## Start

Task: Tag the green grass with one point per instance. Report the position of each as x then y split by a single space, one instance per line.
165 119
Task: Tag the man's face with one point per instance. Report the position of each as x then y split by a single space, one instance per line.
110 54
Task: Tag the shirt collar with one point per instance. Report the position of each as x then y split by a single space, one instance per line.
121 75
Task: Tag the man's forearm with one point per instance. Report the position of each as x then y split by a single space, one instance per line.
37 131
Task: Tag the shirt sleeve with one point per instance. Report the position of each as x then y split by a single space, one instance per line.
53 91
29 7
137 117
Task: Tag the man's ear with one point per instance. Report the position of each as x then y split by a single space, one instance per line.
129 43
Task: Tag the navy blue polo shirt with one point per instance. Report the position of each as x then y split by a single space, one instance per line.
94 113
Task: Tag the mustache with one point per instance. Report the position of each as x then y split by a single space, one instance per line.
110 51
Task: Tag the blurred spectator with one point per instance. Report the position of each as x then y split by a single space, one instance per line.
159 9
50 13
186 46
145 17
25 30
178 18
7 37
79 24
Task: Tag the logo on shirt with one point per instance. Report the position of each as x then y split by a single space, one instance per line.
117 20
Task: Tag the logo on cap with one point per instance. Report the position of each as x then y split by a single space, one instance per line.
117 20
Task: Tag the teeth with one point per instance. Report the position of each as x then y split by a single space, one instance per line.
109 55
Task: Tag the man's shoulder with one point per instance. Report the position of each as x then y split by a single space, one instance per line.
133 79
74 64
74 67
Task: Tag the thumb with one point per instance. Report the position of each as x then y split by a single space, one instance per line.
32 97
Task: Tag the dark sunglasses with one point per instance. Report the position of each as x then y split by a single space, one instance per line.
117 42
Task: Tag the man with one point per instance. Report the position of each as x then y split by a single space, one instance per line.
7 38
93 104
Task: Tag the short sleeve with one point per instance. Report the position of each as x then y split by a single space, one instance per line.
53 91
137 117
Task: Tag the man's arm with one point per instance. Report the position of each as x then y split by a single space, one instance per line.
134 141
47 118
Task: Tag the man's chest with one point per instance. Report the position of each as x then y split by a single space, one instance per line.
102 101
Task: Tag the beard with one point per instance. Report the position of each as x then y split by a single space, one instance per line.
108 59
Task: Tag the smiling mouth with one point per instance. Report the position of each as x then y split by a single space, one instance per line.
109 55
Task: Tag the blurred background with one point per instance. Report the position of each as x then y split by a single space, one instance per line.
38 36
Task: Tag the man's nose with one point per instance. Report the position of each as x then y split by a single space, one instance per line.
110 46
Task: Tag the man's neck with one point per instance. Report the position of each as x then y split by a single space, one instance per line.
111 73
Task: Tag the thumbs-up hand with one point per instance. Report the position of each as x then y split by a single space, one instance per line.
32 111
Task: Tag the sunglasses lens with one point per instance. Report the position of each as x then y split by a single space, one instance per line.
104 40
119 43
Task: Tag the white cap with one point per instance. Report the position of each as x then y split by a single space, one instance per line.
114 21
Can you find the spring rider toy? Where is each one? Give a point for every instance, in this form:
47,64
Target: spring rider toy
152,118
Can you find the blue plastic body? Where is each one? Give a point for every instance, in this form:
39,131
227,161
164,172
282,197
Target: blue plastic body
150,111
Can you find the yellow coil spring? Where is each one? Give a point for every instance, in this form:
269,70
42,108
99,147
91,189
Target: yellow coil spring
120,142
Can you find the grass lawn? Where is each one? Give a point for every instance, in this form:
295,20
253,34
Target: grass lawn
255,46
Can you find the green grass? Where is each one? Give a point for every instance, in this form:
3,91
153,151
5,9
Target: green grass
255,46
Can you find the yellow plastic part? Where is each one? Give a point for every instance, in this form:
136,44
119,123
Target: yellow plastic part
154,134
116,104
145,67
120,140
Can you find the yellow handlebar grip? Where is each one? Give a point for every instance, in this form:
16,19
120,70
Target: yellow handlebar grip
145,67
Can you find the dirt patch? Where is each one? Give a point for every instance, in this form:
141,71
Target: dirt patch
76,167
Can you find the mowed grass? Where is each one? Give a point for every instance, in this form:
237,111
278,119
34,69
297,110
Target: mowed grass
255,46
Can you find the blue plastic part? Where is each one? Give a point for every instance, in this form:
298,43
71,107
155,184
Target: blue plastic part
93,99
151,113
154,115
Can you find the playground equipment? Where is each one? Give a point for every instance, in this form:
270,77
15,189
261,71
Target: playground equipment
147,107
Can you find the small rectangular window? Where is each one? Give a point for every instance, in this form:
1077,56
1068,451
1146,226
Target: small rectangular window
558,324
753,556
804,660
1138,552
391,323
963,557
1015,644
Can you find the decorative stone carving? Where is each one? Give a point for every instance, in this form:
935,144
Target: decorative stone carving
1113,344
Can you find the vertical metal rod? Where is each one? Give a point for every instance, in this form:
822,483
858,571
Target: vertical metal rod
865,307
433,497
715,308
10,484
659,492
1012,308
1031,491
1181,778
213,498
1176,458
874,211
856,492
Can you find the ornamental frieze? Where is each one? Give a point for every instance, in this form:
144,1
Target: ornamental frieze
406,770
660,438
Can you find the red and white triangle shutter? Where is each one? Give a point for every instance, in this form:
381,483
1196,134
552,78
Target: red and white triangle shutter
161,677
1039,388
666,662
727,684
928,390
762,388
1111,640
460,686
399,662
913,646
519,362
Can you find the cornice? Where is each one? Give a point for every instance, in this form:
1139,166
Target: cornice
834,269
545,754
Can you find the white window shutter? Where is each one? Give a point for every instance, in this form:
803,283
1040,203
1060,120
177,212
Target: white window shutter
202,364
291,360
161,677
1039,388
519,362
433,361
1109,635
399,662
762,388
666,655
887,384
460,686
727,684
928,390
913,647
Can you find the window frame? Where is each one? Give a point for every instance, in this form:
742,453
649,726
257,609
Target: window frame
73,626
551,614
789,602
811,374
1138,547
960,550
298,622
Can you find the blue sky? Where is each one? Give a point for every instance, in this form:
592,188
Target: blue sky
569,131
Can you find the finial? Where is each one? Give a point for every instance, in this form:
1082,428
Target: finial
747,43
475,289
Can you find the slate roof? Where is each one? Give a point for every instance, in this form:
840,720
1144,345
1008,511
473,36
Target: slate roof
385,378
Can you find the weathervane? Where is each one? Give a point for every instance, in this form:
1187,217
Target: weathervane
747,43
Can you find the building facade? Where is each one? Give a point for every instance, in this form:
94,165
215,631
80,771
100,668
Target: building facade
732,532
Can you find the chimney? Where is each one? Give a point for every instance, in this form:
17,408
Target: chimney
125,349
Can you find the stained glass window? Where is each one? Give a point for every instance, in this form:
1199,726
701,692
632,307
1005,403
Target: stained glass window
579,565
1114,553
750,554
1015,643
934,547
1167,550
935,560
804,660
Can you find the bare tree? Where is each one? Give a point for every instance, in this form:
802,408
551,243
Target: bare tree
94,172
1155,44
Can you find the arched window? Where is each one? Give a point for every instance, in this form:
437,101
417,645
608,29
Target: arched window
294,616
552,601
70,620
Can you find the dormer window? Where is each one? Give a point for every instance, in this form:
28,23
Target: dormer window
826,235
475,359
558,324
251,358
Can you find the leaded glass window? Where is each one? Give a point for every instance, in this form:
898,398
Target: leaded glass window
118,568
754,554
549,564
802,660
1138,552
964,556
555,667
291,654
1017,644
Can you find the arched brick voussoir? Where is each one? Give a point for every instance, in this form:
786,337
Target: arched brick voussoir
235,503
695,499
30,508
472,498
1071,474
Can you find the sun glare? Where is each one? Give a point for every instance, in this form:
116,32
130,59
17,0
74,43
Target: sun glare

## End

Task goal
Repeat the data in its entirety, character for character.

Finished answer
Task: Tag the green grass with one point per instance. Report the position of each as x then y split by a single space, one instance per line.
165 119
Task: Tag the man's face with one point per instance. Report the position of each as x then y split by a single space, one instance per line.
110 54
Task: Tag the shirt collar with one point per instance. Report the position of each as x then y split by a single space, one instance per line.
121 75
Task: Tag the man's forearm with one point per instance. Report the position of each as x then y split by a single space, one instance per line.
37 131
Task: Tag the shirt sleeve with one point per instance. Report the position of each as x then y split by a single space, one instance per line.
53 91
29 7
137 117
Task: Tag the man's ear with one point per instance. Report the position of each as x then y split by a single space, one instance per line.
129 43
Task: Tag the navy blue polo shirt with one point per instance. Report the position of each as x then y split by a single space, one instance per line.
94 113
Task: Tag the mustache with one point per instance. Report the position of each as x then y split by a single space, one instance per line.
110 51
Task: Tag the blurred spectator with one point per instance. Report the position of each as x then y split by a single space, one instance per line.
159 9
50 13
186 46
145 17
25 30
178 18
7 37
79 24
Task: Tag the logo on shirt with one point per instance. Report the position of each as x then y split by a single space, one instance per line.
117 20
Task: Tag the logo on cap with one point per instance. Report the position of each as x then y split by a single space, one instance per line.
117 20
Task: Tag the teeth with one point per instance. Report the position of each as x then y split by a single space, one instance per line.
109 55
Task: Tag the man's shoulder with one point per instance. Report the position of each as x then y split by a single space, one instance per line.
133 79
74 64
74 67
Task: Tag the thumb with one point per instance. Report the position of each as x then y split by a single space, one instance per line.
32 97
Task: Tag the dark sunglasses with one point per instance. Report the position of each as x then y split by a single space, one instance per line.
117 42
Task: Tag the man with one point per instance. Report the position of each as x then y split by a single space, one instance per line.
7 38
93 104
Task: Tag the short sleeve with one point per instance. Report the position of each as x then y split by a single space, one instance per line.
53 91
137 117
Task: Tag the man's arm with one point per instance. Report the position of each as x then y split by a single space, one instance per line.
134 141
47 118
Task: Tag the man's chest with one point per instance. Report the position of each as x then y split by a single space, one instance per line.
102 101
Task: Tag the beard with one point per instance. Report the position of each as x then y split by a single space, one instance per line.
108 59
Task: Tag the smiling mouth with one point per instance. Report the position of each as x then y split by a single space, one instance per line.
109 55
Task: Tag the blurred background with one point per instance. Report the position of each as x then y split by a single space, one instance per line.
38 36
Task: Tag the man's nose with one point per instance. Report the position of each as x then y split by a single space, one instance per line.
110 46
Task: Tag the man's neck with one point per instance. Report the position of each as x then y split by a single space, one instance per line.
111 73
Task: Tag the thumbs-up hand with one point per instance. Report the position of each as x then y split by a single space, one instance per line.
32 111
Task: Tag the sunglasses lens with one point per instance. Report the position of each as x then y split by a single space, one instance per line.
104 40
119 43
Task: Tag the white cap with one point per instance. Report the position of each as x then y split by a single space, one instance per line.
114 21
Can you find the spring rider toy? Where is each one? Give a point for every instance, in this form:
47,64
Target: spring rider toy
152,118
Can you find the blue plastic body? Where is each one? Give a point for every instance, in this form:
39,131
227,161
164,172
282,197
Target: blue plastic body
150,111
Can you find the yellow coil spring? Where is each one? Give a point for every instance, in this form:
269,70
42,108
99,147
91,189
Target: yellow coil spring
120,142
Can you find the grass lawn? Where is each one? Give a point for every instance, in this form:
295,20
253,34
Target: grass lawn
255,46
Can you find the green grass? Where is each one? Give a point for every instance, in this form:
3,91
153,151
5,9
Target: green grass
255,46
Can you find the yellow plastic part? Where is each one? Give a point for every instance, in this form:
136,44
119,123
Target: yellow plastic part
154,134
116,104
145,67
120,140
Can you find the yellow handlebar grip? Where is each one? Give a point for every instance, in this form:
16,19
120,70
Target: yellow handlebar grip
145,67
Can you find the dirt patch? Where is each one? Give a point for every instance, in this form:
141,71
Target: dirt patch
76,167
Can you find the mowed grass? Where is each one? Give a point for every instance, in this form:
237,111
278,119
34,69
297,110
Target: mowed grass
255,46
Can you find the blue plastic part? Where is each one? Give a point for every instance, in this form:
298,43
71,107
155,184
Target: blue plastic part
93,99
151,113
154,115
Can you find the playground equipment? Where is each one? Give a point for every instance, in this form:
270,77
15,189
261,71
Target: playground equipment
147,107
Can you find the small rectangular window? Where is each one? Give a point for every instance, in this form:
1077,56
1068,451
1146,226
Target: small rectangular window
558,324
753,556
804,660
1138,552
391,323
963,557
1015,644
Can you find the decorative stone carving? Where is each one? Give a point for every instance, in this form:
935,144
Target: decorative stone carving
1113,344
Can you find the vertical metal rod? Where is each one? Give a point for every instance, in this form:
822,483
858,571
Target: vertical metal rod
865,307
433,497
715,308
10,484
659,492
1012,308
1031,491
1181,778
213,498
1176,458
874,211
856,492
Can you find the ornamental frieze? Where is each one? Give a point for every instance, in this form:
144,1
Target: ornamental frieze
406,770
660,438
Can you find the red and white triangle shutter? Where is each one? Give a point for every instance, in this form:
381,483
1196,134
552,78
Target: red and white triangle shutter
161,677
1039,388
666,662
727,684
928,390
762,388
1111,640
460,686
399,662
913,646
519,362
Can you find the cornice? Where is each one? Give a point for every instance, in this form:
1139,166
Target: cornice
834,269
545,754
Can you find the white window shutter? Where is each one? Give a point for every instance, in this form:
803,283
1040,203
1060,120
177,212
Target: white window shutter
202,364
291,360
161,677
1039,388
519,362
433,361
1109,635
399,662
762,388
666,655
887,384
460,686
727,684
928,390
913,647
Can you find the window frame? Where is each one? Give a point for every instance, in this form:
742,453
649,726
257,609
Target: window frame
73,626
551,614
789,602
811,374
1138,547
960,550
298,622
Can you find the blue sky? Where is each one? Give a point for every instance, in this form:
592,188
Target: blue sky
569,131
Can you find the finial? Where is each one? Give a point for every instance, in this form:
1082,428
Target: finial
747,43
475,289
Can you find the slate roof? Where is each one? Give a point for every instance, in this form:
840,720
1144,345
1008,511
473,36
Target: slate roof
385,378
Can you find the weathervane? Where is each one? Give a point for every instance, in this form:
1187,217
Target: weathervane
747,43
Can you find the building facade? Where is each one? Give a point for every instance, in this form:
94,165
215,631
80,771
100,668
Target: building facade
732,532
Can you find the chimney? Where is each one? Give a point for every instance, in this form:
17,408
Target: chimney
125,349
Can you find the stained glass window? Where is each one? Give a point for every instance, in this form:
1199,726
701,692
632,307
1005,403
Target: stained glass window
579,565
1114,553
750,554
1015,643
934,547
1167,550
935,560
804,660
Can you find the bare tree? Where is each one? Give a point for every instance, in this form:
802,408
551,243
Target: bare tree
94,172
1155,44
Can you find the arched window? Where is each one? Give a point for every instance, in this form:
437,101
417,645
608,29
Target: arched window
294,616
552,601
70,620
Can you find the dormer window? Where is each one? Give a point for every instance, in this form:
28,23
Target: dormer window
826,235
475,359
558,324
251,358
Can you find the leaded glass window? Where is each one? Give a point for every instance, in this form:
898,398
Target: leaded glass window
118,568
754,554
549,564
802,660
1138,552
964,556
555,667
291,654
1017,644
Can you find the arched brick voussoir? Where is each one? Give a point for every instance, in this form:
786,337
Target: arched brick voussoir
235,503
695,499
30,508
472,498
1071,474
Can you find the sun glare? Where is each one? Give a point for every instance, in this form:
116,32
130,59
17,0
74,43
Target: sun glare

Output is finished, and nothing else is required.